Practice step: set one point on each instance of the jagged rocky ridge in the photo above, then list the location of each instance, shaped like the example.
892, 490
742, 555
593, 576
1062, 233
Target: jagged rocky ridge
+ + + +
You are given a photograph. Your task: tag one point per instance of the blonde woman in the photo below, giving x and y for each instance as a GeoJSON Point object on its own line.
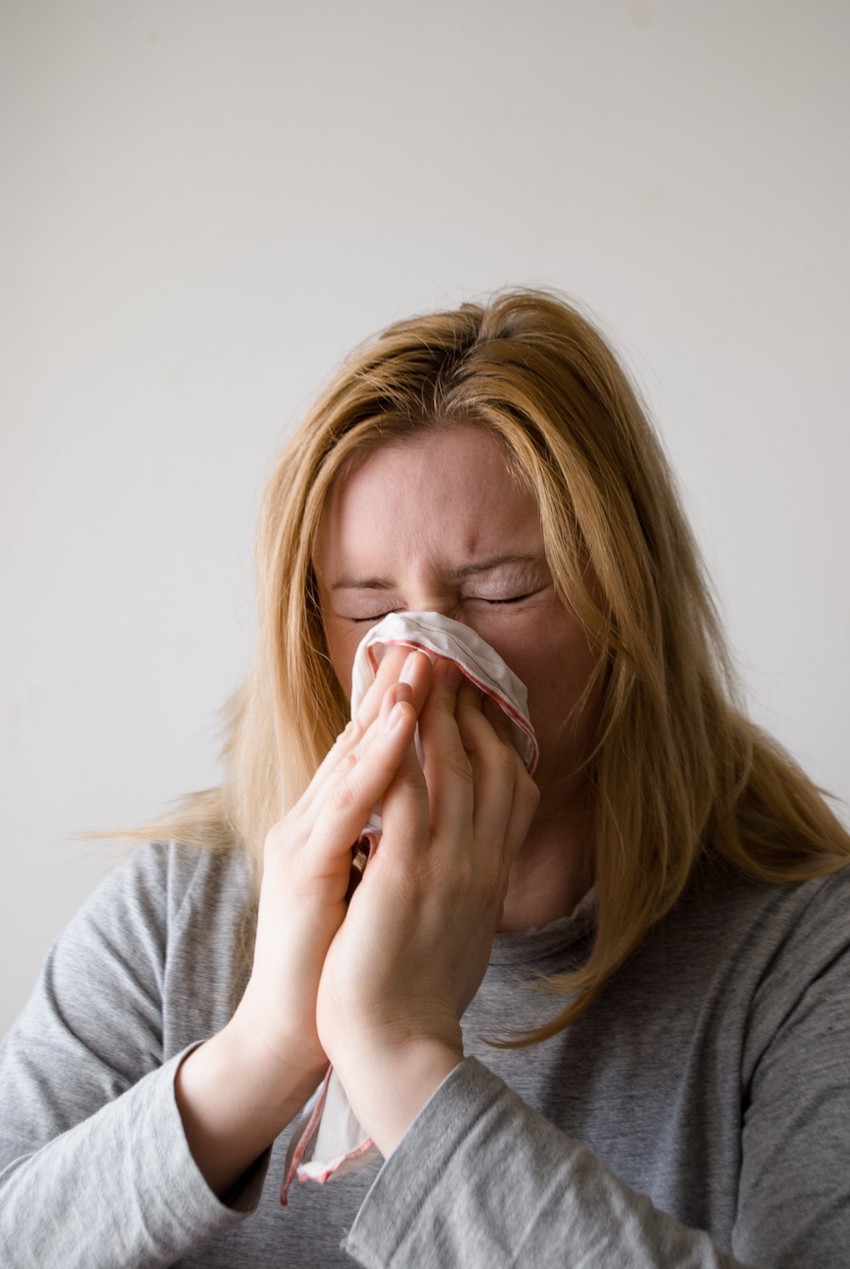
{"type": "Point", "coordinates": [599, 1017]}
+ + + +
Given exercise:
Copy out every line of the listing above that contains the word "jagged".

Task answer:
Practice step: set one point on each instance of the jagged rocky ridge in the photo above, then list the location of each instance, shaped like the example.
Target: jagged rocky ridge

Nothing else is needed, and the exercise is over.